Work instructions
In the rows below, rewrite the stretch from the line containing "out the black" through the line containing "[(491, 358)]", changing every "glove" to "mitten" and leaving all else as it is.

[Records from a collection]
-*-*-
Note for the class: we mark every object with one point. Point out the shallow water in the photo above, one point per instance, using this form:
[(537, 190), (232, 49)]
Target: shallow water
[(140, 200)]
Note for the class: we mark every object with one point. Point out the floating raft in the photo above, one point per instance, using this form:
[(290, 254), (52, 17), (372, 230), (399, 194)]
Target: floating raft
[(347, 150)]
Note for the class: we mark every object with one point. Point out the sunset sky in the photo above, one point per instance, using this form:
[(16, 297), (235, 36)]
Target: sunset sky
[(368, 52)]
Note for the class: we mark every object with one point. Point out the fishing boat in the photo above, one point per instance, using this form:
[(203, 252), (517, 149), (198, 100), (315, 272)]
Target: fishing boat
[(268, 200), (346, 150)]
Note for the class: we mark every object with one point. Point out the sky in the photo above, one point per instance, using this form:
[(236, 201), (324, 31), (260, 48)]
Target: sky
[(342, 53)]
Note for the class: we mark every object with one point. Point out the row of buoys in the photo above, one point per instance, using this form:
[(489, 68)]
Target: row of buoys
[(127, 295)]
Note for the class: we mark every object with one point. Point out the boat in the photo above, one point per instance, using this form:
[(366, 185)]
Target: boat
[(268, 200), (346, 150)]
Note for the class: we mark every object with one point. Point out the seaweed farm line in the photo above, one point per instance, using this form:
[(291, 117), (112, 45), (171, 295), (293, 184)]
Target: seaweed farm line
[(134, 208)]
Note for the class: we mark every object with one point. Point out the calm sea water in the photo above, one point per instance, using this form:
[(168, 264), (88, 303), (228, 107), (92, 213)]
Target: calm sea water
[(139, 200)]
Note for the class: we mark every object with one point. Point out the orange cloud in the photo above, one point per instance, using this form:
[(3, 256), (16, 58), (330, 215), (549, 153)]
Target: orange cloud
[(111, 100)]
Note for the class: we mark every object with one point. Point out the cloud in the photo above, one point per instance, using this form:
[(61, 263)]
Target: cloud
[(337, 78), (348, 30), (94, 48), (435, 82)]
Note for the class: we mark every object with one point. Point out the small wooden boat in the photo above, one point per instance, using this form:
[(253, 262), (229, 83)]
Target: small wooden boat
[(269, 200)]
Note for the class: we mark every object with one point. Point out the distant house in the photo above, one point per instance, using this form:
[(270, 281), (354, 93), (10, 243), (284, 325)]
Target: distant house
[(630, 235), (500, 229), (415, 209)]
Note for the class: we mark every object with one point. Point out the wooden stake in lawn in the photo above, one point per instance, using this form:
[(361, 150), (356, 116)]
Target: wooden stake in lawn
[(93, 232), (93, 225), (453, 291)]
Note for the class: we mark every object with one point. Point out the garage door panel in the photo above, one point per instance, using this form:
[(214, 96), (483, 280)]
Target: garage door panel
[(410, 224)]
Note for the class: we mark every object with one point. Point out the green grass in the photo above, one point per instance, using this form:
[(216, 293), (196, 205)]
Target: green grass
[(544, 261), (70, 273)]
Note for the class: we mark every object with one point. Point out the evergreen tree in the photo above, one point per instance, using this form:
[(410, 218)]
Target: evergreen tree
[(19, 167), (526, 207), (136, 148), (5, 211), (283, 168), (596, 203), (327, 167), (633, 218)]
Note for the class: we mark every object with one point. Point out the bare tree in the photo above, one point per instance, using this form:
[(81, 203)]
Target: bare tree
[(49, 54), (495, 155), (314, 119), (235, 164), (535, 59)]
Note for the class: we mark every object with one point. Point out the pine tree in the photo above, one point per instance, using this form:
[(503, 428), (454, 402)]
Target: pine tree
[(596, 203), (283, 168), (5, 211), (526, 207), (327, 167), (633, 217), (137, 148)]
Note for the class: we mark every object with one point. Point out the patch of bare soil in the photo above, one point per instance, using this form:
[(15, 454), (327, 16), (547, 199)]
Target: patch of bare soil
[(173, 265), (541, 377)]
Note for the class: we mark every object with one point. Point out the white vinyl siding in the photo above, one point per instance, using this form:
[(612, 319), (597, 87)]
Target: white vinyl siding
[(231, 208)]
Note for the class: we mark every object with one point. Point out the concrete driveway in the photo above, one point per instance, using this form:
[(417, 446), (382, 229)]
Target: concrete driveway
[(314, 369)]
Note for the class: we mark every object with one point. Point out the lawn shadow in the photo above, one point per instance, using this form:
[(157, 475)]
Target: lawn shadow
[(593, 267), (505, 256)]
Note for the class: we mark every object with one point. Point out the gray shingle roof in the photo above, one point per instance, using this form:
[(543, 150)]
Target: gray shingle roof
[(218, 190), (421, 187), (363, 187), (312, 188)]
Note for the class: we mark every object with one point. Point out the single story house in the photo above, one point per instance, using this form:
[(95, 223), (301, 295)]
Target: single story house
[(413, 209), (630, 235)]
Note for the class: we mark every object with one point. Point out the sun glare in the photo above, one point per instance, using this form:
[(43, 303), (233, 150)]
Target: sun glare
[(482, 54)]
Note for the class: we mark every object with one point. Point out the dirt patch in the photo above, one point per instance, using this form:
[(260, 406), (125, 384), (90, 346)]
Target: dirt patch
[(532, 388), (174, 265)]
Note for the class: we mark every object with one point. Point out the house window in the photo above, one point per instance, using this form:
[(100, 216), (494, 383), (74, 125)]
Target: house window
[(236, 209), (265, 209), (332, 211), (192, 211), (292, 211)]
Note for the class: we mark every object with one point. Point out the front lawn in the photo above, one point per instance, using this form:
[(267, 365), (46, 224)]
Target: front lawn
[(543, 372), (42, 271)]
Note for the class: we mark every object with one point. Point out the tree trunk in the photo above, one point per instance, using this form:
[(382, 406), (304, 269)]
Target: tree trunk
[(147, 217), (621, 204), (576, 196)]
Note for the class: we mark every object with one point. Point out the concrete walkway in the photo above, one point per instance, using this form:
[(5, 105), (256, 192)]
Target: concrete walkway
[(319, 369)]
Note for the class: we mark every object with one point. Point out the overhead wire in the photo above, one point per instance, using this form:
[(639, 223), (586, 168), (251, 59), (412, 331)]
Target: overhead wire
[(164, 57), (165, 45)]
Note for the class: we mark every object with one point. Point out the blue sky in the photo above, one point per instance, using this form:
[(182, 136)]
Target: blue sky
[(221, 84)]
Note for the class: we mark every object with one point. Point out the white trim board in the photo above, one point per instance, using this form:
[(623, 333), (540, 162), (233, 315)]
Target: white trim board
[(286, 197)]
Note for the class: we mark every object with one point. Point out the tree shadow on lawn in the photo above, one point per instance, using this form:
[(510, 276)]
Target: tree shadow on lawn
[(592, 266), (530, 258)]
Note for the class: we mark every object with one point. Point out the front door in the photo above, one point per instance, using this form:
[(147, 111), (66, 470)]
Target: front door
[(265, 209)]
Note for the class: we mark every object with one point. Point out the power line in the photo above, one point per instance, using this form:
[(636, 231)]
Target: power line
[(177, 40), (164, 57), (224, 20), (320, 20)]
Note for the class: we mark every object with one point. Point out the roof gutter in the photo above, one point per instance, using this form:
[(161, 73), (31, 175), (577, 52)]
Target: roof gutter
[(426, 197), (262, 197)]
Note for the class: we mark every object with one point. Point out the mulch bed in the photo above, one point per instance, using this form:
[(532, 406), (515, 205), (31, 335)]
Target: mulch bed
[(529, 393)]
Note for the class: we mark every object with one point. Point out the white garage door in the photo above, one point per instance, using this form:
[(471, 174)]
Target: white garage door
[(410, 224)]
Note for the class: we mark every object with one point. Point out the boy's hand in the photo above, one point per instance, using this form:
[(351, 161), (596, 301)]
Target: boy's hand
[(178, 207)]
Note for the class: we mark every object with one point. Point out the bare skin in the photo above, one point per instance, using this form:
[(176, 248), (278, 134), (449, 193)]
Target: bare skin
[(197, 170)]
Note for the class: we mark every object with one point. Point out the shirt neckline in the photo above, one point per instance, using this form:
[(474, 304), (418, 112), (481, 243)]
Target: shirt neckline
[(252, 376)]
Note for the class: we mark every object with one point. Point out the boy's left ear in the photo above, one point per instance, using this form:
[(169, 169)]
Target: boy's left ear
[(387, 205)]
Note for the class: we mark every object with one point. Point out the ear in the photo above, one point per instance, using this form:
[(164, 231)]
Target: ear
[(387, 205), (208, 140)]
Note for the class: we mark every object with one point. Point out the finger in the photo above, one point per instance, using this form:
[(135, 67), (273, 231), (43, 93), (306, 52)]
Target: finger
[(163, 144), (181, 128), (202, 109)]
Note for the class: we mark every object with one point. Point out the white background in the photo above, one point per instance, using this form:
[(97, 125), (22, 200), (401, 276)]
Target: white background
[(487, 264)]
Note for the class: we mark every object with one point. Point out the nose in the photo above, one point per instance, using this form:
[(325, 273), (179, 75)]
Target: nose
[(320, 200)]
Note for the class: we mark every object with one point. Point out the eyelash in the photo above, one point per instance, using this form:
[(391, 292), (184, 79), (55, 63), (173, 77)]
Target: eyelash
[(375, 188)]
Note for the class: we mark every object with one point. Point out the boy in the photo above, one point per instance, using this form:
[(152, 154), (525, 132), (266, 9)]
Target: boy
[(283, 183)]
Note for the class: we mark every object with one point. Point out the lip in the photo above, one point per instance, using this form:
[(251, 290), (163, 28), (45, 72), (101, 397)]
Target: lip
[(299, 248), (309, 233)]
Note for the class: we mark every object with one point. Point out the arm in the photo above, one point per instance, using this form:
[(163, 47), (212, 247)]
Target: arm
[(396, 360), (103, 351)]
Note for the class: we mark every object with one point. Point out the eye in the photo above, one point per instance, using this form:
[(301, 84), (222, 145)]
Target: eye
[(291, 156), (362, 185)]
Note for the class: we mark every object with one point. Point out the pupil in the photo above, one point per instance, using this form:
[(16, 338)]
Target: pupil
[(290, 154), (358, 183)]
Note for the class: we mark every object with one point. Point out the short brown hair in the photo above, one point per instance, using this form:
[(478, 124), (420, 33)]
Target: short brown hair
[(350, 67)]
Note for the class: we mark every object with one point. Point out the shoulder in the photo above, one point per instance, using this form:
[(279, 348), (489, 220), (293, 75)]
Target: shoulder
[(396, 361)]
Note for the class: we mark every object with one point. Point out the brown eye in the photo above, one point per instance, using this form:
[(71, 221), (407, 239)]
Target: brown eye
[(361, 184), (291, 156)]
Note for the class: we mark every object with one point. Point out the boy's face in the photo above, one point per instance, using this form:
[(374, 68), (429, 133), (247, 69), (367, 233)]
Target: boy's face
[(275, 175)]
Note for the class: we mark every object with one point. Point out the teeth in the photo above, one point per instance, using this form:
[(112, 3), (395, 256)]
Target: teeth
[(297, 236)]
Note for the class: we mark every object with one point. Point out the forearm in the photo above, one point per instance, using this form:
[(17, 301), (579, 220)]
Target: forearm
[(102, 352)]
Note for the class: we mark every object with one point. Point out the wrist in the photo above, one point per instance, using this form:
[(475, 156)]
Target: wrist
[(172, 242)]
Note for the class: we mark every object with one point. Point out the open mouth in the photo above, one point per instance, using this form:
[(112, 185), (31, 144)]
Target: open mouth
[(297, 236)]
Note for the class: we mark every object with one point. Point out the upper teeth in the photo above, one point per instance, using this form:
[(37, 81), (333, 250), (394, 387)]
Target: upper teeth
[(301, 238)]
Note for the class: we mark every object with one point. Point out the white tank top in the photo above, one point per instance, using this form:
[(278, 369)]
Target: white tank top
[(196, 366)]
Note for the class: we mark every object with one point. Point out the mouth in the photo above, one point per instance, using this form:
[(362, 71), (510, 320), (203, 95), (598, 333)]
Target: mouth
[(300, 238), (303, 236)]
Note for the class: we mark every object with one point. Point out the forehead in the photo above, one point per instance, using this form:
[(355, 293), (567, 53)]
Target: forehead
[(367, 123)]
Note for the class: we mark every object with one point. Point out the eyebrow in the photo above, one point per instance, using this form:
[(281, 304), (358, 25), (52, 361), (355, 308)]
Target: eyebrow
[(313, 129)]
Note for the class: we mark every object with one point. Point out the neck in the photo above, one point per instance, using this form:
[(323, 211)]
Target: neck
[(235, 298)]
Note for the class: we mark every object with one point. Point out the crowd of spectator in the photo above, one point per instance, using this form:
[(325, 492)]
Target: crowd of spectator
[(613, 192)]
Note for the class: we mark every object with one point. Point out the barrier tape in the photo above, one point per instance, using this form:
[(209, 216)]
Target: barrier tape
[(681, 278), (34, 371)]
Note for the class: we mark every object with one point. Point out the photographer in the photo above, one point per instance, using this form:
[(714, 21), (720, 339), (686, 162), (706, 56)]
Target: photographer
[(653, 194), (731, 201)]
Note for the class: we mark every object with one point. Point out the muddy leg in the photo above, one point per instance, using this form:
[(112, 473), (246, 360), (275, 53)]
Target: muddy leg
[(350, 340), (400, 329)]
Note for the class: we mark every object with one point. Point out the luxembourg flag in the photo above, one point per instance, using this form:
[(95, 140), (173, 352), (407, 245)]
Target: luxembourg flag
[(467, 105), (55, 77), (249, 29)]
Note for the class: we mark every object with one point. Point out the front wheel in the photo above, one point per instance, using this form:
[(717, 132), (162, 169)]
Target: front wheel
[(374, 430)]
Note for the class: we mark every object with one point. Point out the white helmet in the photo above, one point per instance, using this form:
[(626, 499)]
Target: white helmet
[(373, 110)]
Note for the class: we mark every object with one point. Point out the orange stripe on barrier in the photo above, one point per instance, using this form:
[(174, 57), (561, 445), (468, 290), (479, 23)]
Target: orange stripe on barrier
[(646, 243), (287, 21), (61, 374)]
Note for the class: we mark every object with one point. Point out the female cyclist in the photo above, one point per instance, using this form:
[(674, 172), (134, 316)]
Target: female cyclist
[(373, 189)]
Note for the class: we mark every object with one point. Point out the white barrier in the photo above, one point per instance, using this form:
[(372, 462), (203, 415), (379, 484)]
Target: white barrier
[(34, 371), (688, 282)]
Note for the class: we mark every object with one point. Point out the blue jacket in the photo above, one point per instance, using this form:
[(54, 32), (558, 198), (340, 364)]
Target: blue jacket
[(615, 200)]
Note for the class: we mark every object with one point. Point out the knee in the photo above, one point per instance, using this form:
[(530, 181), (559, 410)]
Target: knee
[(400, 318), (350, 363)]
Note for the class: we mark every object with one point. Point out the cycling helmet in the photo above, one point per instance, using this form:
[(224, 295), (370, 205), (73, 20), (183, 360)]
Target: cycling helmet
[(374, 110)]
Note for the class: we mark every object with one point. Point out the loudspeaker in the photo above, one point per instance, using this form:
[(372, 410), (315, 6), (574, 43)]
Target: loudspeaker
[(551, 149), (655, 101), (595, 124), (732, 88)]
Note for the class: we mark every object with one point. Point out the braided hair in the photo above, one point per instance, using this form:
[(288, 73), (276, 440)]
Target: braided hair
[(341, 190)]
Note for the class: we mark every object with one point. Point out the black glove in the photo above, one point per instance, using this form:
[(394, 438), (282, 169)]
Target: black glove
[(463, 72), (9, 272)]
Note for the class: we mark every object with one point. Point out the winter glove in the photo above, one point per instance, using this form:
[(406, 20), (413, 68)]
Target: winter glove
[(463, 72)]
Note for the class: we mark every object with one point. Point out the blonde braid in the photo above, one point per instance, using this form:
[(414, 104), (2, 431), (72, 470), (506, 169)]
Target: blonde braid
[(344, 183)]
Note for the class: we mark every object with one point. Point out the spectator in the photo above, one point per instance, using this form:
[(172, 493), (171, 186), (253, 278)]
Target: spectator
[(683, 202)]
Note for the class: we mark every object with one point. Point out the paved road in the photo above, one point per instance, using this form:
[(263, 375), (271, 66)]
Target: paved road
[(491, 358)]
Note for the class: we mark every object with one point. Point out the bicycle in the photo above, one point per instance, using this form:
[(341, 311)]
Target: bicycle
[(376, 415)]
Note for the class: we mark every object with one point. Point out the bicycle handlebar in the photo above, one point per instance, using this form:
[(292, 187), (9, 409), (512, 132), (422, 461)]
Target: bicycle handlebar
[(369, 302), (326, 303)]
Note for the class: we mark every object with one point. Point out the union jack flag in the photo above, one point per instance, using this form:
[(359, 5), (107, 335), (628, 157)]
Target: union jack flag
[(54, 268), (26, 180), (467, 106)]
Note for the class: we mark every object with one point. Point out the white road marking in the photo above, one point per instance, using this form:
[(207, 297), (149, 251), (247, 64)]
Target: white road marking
-*-*-
Solution for this problem
Note for the class: we mark every object with one point. Point out the black mitten in the photo above, one point per instance, using this form:
[(394, 438), (282, 169)]
Target: black mitten
[(463, 72), (9, 272)]
Note for the class: we mark every object with one point. Point out the winter mitten in the photo above, one point per instance, using this form:
[(406, 20), (413, 68)]
Target: winter mitten
[(463, 72)]
Note for the class: we mark every object with one point. Point out the blonde braid in the photo above, one point per instance, using this form:
[(414, 104), (2, 431), (72, 470), (506, 169)]
Target: blonde braid
[(344, 183)]
Note for the class: we mark every object with one point. Point out the spectator in the photo above, one point per instance, using this form:
[(172, 493), (171, 186), (253, 278)]
Target: spectator
[(683, 202)]
Note for the class: we mark every object with one point. Point out the paved road in the photo above, one point per instance, using this form:
[(263, 375), (271, 66)]
Target: paved road
[(491, 358)]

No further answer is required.